Task details -
In the records below, take the line with "Target: concrete floor" and all lines after it, and copy them exactly, pictures excluded.

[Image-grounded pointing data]
BEGIN

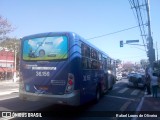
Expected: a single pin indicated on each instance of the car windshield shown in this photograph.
(45, 48)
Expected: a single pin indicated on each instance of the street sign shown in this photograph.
(121, 43)
(131, 41)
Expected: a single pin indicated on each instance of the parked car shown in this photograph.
(136, 80)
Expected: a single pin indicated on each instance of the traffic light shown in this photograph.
(121, 43)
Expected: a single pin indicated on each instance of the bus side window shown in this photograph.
(85, 50)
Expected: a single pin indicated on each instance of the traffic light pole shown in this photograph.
(151, 50)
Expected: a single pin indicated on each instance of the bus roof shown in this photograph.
(75, 35)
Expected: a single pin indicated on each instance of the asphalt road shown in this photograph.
(117, 101)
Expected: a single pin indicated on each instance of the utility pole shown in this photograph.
(151, 50)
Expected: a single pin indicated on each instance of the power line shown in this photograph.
(114, 32)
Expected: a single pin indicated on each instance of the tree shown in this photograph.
(5, 28)
(144, 63)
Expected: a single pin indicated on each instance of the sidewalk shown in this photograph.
(8, 87)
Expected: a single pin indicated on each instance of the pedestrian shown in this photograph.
(154, 84)
(147, 80)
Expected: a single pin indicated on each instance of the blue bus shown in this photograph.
(63, 68)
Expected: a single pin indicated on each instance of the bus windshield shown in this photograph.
(45, 48)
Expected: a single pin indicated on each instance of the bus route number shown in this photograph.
(42, 73)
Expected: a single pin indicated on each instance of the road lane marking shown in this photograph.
(135, 92)
(123, 90)
(120, 97)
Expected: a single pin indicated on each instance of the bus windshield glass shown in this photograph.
(45, 48)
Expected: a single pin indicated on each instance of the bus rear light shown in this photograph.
(70, 83)
(21, 82)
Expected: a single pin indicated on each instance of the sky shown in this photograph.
(88, 18)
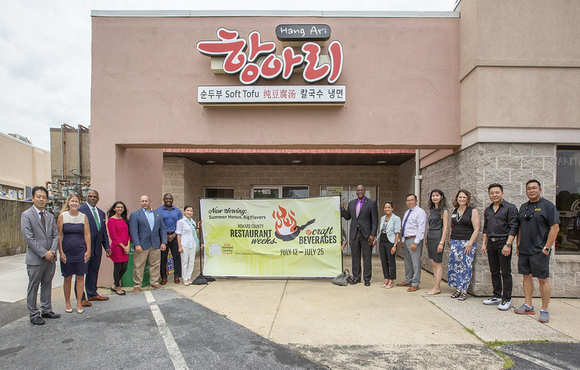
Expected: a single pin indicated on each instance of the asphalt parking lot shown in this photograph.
(128, 332)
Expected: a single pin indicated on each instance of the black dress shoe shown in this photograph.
(51, 315)
(37, 321)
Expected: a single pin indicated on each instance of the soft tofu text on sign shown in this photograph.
(236, 61)
(272, 94)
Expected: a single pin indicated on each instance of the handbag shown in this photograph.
(342, 279)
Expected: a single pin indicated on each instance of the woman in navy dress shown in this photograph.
(74, 245)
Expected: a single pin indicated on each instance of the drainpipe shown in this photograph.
(418, 177)
(81, 128)
(62, 150)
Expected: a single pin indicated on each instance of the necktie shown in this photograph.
(97, 221)
(405, 222)
(43, 221)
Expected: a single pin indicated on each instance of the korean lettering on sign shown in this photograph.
(236, 61)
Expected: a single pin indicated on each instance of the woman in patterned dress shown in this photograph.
(465, 225)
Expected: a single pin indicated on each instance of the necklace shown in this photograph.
(74, 218)
(459, 215)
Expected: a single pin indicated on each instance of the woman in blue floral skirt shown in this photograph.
(465, 225)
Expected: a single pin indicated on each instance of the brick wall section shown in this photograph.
(11, 239)
(511, 165)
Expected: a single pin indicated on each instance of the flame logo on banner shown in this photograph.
(286, 227)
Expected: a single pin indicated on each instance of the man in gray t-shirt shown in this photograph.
(539, 226)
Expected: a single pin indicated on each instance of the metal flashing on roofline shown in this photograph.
(273, 13)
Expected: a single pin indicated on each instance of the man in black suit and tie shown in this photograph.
(364, 215)
(41, 236)
(99, 239)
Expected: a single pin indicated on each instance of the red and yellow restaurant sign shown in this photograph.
(254, 59)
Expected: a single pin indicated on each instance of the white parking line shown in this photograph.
(172, 347)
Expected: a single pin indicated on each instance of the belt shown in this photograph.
(498, 239)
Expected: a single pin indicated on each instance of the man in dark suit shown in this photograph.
(364, 215)
(99, 239)
(41, 235)
(149, 237)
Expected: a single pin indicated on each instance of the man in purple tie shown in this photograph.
(413, 233)
(364, 215)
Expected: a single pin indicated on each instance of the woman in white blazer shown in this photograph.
(388, 234)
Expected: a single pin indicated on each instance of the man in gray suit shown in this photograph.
(149, 237)
(39, 230)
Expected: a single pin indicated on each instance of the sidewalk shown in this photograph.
(364, 327)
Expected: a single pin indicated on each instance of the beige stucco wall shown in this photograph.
(520, 64)
(401, 74)
(23, 164)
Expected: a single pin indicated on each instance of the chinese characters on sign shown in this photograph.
(306, 94)
(231, 46)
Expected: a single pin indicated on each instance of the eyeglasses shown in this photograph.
(530, 215)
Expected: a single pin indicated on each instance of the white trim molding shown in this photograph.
(521, 135)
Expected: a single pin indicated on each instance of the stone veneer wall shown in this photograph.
(476, 167)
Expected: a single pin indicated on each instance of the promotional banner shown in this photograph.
(272, 237)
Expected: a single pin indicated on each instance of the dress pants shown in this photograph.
(498, 262)
(412, 262)
(139, 259)
(360, 243)
(92, 276)
(387, 259)
(39, 275)
(174, 247)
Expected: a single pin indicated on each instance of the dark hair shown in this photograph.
(534, 180)
(442, 202)
(111, 212)
(66, 207)
(467, 193)
(42, 188)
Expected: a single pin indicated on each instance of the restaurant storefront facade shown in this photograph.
(293, 104)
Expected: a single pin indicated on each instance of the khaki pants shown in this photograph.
(139, 259)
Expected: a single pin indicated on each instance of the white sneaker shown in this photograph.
(504, 305)
(491, 301)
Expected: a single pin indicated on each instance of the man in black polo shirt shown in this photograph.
(500, 227)
(538, 230)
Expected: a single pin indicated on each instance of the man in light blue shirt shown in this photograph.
(413, 233)
(149, 237)
(171, 215)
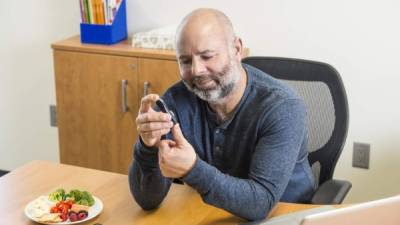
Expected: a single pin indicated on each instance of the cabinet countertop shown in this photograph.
(123, 48)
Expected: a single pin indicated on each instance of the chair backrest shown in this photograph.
(322, 90)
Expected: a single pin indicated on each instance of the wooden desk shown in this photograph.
(182, 205)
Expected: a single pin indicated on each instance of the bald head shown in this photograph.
(205, 22)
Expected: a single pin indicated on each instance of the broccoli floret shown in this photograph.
(81, 197)
(57, 195)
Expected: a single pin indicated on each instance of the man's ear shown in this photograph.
(238, 45)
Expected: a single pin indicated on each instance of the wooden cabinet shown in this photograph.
(94, 129)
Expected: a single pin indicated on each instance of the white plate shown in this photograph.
(94, 210)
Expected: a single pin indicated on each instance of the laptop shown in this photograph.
(380, 212)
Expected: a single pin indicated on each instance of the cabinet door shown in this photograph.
(94, 131)
(157, 74)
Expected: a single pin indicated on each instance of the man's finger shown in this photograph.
(147, 101)
(153, 117)
(177, 134)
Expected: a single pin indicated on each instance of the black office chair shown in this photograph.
(322, 90)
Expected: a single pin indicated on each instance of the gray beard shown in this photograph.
(228, 78)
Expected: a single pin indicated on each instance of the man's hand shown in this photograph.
(151, 125)
(176, 158)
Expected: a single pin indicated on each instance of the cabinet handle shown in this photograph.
(123, 94)
(146, 86)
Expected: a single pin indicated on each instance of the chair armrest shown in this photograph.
(331, 192)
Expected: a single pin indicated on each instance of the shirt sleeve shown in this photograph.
(274, 158)
(148, 186)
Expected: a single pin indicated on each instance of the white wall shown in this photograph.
(26, 77)
(359, 38)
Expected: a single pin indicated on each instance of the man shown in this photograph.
(241, 139)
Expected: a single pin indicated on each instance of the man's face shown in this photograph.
(207, 64)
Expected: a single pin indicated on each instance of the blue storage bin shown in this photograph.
(106, 34)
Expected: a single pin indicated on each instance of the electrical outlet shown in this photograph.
(361, 153)
(53, 116)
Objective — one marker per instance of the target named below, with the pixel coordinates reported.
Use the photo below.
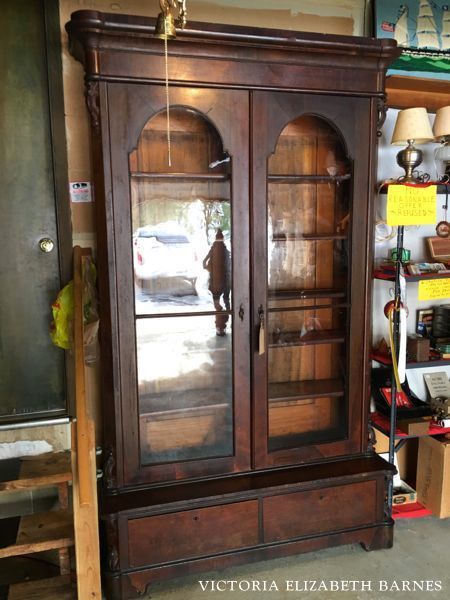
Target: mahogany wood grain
(200, 532)
(328, 509)
(249, 85)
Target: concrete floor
(421, 553)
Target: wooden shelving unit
(407, 92)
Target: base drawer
(318, 511)
(191, 533)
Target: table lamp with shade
(411, 127)
(441, 130)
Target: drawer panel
(319, 511)
(190, 533)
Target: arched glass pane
(182, 263)
(308, 227)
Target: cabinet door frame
(228, 110)
(354, 119)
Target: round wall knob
(46, 245)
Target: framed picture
(422, 29)
(424, 321)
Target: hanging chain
(166, 63)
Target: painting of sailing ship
(422, 30)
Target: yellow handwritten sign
(434, 289)
(411, 205)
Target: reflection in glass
(185, 389)
(308, 229)
(177, 212)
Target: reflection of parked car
(164, 259)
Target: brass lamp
(412, 127)
(441, 130)
(166, 23)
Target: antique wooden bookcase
(234, 289)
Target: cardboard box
(433, 475)
(404, 495)
(418, 426)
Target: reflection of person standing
(218, 263)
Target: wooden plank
(41, 531)
(55, 588)
(87, 547)
(40, 471)
(84, 468)
(85, 490)
(406, 92)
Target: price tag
(411, 205)
(434, 289)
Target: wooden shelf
(54, 588)
(382, 423)
(39, 532)
(379, 274)
(290, 338)
(167, 177)
(297, 390)
(35, 471)
(434, 361)
(307, 178)
(304, 294)
(407, 92)
(306, 237)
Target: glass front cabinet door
(182, 221)
(182, 218)
(309, 295)
(234, 248)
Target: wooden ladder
(40, 532)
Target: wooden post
(84, 468)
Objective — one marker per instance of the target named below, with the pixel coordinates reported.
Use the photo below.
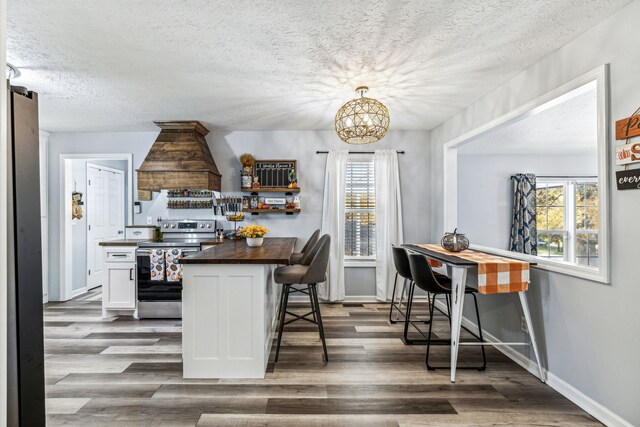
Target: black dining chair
(310, 272)
(401, 263)
(424, 278)
(296, 257)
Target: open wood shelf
(259, 211)
(271, 190)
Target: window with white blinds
(360, 216)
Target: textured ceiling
(263, 65)
(569, 127)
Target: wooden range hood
(179, 159)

END

Output -
Target: concrete floor
(421, 553)
Target: wooden shelving unit
(407, 92)
Target: base drawer
(318, 511)
(191, 533)
Target: table lamp with shade
(411, 127)
(441, 130)
Target: drawer panel
(319, 511)
(190, 533)
Target: arched glass pane
(182, 263)
(308, 227)
Target: cabinet door frame
(228, 110)
(354, 119)
Target: round wall knob
(46, 245)
Target: framed picture
(422, 29)
(424, 321)
Target: hanging chain
(166, 63)
Target: painting of sailing ship
(422, 30)
Target: yellow handwritten sign
(434, 289)
(411, 205)
Target: reflection in glass
(185, 389)
(308, 229)
(177, 212)
Target: reflection of parked car
(164, 259)
Target: brass lamp
(412, 127)
(441, 130)
(166, 23)
Target: antique wooden bookcase
(234, 289)
Target: cardboard box
(433, 475)
(404, 495)
(418, 426)
Target: reflection of person standing
(218, 263)
Target: wooden plank
(41, 531)
(55, 588)
(87, 547)
(40, 471)
(84, 468)
(85, 490)
(406, 92)
Target: price tag
(411, 205)
(434, 289)
Target: wooden shelf
(54, 588)
(382, 423)
(39, 532)
(379, 274)
(290, 338)
(167, 177)
(297, 390)
(35, 471)
(434, 361)
(307, 178)
(304, 294)
(407, 92)
(306, 237)
Target: glass front cabinet door
(182, 221)
(182, 218)
(309, 295)
(234, 248)
Target: wooden ladder
(40, 532)
Target: wooden post
(84, 468)
Objective — one marker per instance of the target named below, with the pixel coordinates reported.
Use the photo below.
Target: black dining chair
(310, 272)
(401, 263)
(424, 278)
(296, 257)
Target: open wood shelf
(259, 211)
(271, 190)
Target: window with white blinds
(360, 216)
Target: textured ceiling
(263, 65)
(569, 127)
Target: wooden range hood
(179, 159)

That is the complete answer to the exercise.